Items from a dataset

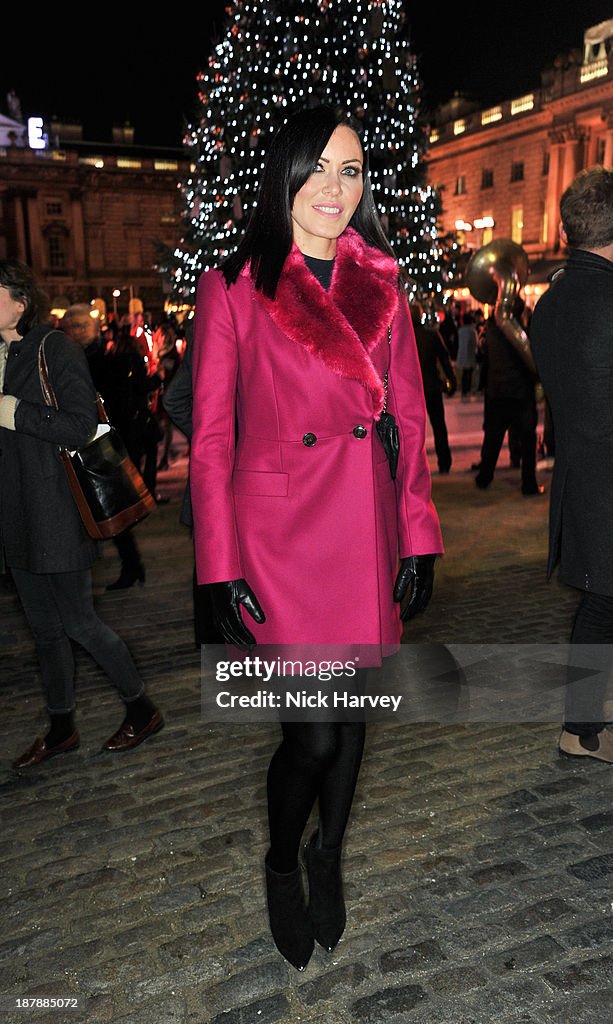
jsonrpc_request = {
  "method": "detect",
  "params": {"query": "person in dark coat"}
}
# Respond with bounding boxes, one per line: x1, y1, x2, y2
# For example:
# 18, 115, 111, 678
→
0, 261, 163, 768
530, 165, 613, 763
474, 297, 541, 495
61, 304, 148, 592
410, 302, 456, 474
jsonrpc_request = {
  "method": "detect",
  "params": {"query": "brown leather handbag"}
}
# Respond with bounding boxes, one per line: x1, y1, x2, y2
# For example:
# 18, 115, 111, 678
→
38, 331, 156, 540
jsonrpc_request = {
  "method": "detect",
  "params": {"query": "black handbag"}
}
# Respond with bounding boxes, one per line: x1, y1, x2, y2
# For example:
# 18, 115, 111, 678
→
38, 332, 156, 541
376, 325, 400, 479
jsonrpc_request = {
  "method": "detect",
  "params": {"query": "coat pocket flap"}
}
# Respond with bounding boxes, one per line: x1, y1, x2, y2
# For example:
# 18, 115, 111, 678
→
232, 470, 289, 496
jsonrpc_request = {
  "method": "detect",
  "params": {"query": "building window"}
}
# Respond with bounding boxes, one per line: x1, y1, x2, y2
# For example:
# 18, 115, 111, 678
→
511, 206, 523, 244
595, 138, 606, 164
481, 168, 494, 190
45, 198, 63, 216
454, 175, 466, 195
511, 93, 534, 115
453, 119, 466, 136
510, 161, 524, 182
542, 152, 550, 176
47, 233, 67, 271
481, 106, 502, 126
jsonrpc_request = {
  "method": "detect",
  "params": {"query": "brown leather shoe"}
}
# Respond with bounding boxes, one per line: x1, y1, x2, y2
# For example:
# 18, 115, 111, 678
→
14, 732, 80, 769
103, 710, 164, 752
559, 728, 613, 763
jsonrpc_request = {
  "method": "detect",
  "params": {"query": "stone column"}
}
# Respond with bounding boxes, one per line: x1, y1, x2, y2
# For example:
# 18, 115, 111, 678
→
544, 131, 565, 253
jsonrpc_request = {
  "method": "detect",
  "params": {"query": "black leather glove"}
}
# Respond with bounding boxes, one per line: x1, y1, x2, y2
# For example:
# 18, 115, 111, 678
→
393, 554, 437, 621
208, 578, 266, 651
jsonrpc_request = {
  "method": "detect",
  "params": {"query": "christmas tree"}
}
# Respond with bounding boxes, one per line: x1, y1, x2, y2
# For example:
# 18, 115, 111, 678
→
161, 0, 455, 311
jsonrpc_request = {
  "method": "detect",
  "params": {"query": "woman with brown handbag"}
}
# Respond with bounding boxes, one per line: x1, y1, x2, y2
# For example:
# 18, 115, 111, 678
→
0, 260, 163, 768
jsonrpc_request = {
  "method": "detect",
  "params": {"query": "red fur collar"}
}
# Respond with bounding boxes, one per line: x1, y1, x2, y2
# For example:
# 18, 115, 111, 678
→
252, 228, 399, 415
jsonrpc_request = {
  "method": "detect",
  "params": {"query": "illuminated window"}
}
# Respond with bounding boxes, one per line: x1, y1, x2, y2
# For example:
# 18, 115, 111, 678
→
511, 206, 523, 244
454, 175, 466, 196
510, 161, 524, 183
117, 158, 142, 169
79, 157, 104, 168
580, 58, 608, 83
429, 129, 439, 144
453, 119, 466, 136
511, 94, 534, 115
154, 160, 179, 171
481, 168, 494, 190
481, 106, 502, 125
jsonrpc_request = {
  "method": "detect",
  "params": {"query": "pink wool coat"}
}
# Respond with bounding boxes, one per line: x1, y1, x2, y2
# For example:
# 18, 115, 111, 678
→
190, 228, 443, 651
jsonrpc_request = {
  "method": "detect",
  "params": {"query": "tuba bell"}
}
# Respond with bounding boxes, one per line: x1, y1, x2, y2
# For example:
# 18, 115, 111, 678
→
464, 238, 539, 380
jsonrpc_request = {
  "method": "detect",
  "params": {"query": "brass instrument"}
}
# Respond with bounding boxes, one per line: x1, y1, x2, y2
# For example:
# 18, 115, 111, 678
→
464, 238, 539, 380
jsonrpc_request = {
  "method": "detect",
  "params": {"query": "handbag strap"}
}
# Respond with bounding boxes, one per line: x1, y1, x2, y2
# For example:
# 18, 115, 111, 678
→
38, 331, 60, 410
38, 330, 109, 424
381, 324, 392, 414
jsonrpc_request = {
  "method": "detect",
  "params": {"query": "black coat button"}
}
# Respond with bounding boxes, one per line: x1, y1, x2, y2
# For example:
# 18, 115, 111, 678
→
353, 425, 367, 438
302, 432, 317, 447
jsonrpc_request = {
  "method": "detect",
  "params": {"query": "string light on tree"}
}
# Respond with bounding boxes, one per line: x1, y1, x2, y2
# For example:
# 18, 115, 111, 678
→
157, 0, 457, 312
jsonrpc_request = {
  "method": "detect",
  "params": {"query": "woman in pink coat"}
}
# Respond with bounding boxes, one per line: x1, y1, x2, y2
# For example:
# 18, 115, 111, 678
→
190, 106, 443, 970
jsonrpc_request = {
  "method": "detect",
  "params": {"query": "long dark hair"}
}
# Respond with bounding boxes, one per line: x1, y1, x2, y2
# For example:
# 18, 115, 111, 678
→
0, 259, 50, 336
222, 105, 395, 298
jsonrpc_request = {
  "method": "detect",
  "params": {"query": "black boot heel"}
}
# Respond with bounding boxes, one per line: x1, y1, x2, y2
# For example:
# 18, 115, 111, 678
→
265, 853, 314, 971
304, 831, 346, 951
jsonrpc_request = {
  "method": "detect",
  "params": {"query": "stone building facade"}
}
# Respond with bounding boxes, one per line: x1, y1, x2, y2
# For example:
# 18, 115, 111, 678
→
426, 19, 613, 305
0, 118, 190, 321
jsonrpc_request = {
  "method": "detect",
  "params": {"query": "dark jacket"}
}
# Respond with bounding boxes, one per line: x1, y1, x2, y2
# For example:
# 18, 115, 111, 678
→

* _TASK BRIEF_
Read through the entries and copy every line that includes "building".

* _REPLY_
  "params": {"query": "building window"}
  "params": {"query": "stone building facade"}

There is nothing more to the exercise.